What you will do =
**A)** Decide whether each statement agrees with the Malaysia 1996 article, answering yes or no and quoting the article's deciding words: (i) Anwar Ibrahim was Deputy Prime Minister; (ii) the 6 January landslide happened in Pahang; (iii) the ruler listed for Negeri Sembilan held the post as regent.
**B)** Continue the Malaysia 1996 article from its final entry onward.

Source extract =
This article lists important figures and events in Malaysian public affairs during the year 1996, together with births and deaths of notable Malaysians.

Incumbent political figures

Federal level
Yang di-Pertuan Agong: Tuanku Jaafar
Raja Permaisuri Agong: Tuanku Najihah
Prime Minister: Dato' Sri Dr Mahathir Mohamad
Deputy Prime Minister: Dato' Sri Anwar Ibrahim
Chief Justice: Eusoff Chin

State level
 Sultan of Johor: Sultan Iskandar
 Sultan of Kedah: Sultan Abdul Halim Muadzam Shah
 Sultan of Kelantan: Sultan Ismail Petra
 Raja of Perlis: Tuanku Syed Putra
 Sultan of Perak: Sultan Azlan Shah
 Sultan of Pahang: Sultan Ahmad Shah
 Sultan of Selangor: Sultan Salahuddin Abdul Aziz Shah (Deputy Yang di-Pertuan Agong)
 Sultan of Terengganu: Sultan Mahmud Al-Muktafi Billah Shah
 Yang di-Pertuan Besar of Negeri Sembilan: Tunku Naquiyuddin (Regent)
 Yang di-Pertua Negeri (Governor) of Penang: Tun Dr Hamdan Sheikh Tahir
 Yang di-Pertua Negeri (Governor) of Malacca: Tun Syed Ahmad Al-Haj bin Syed Mahmud Shahabuddin
 Yang di-Pertua Negeri (Governor) of Sarawak: Tun Ahmad Zaidi Adruce Mohammed Noor
 Yang di-Pertua Negeri (Governor) of Sabah: Tun Sakaran Dandai

Events
 6 January – A landslide blocked the North–South Expressway (NSE) near Gua Tempurung, Perak.
 12 January – The first Malaysian satellite MEASAT 1 was launched by the Ariane rocket from Kourou, French Guiana.

Supplied information =

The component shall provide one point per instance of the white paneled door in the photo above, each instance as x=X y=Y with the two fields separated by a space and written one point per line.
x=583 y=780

Per-task outputs =
**A)**
(i) Yes: "Deputy Prime Minister: Dato' Sri Anwar Ibrahim"
(ii) No: "near Gua Tempurung, Perak."
(iii) Yes: "Tunku Naquiyuddin (Regent)"

**B)**
 12 January – Seven year-old Tin Song Sheng reported missing while waiting for the bus at the Taman Rasah Chinese Primary School in Taman Melawati, Shah Alam, Selangor returned home. 
 17 January – Twenty-four people, seven of them policemen, were injured in rioting at the Sungai Besi camp for Vietnamese illegal immigrants.
 February – First Le Tour de Langkawi cycling tour.
 6 February – The ground-breaking ceremony of the PUTRA-LRT underground rail tunnel from Pasar Seni to Ampang Park.
 12 February – The Multimedia Super Corridor was established.
 2 March – The body of the Malay Sarawakian nationalist Rosli Dhobie was brought back from Kuching Central Prison to Sibu.
 6 March – The Perodua Rusa, Malaysian first domestically manufactured van was launched.
 29–31 March – 1996 Malaysian motorcycle Grand Prix
 18 April – The Sungai Besi camp for Vietnamese illegal immigrants is officially closed.
 May – Malaysia's first domestically produced motorcycle, Modenas Kriss was launched.
 May – The construction of the Bakun Dam projects began.
 2 July – A new version of Malaysian Ringgit RM 2 notes was introduced.
 16 July – A bus ferrying a group of factory workers and their families on a holiday excursion plunged into a 120m-deep ravine at km 1 of the Genting Sempah–Genting Highlands Highway near the Genting Highlands Resort, killing 17. Six were children.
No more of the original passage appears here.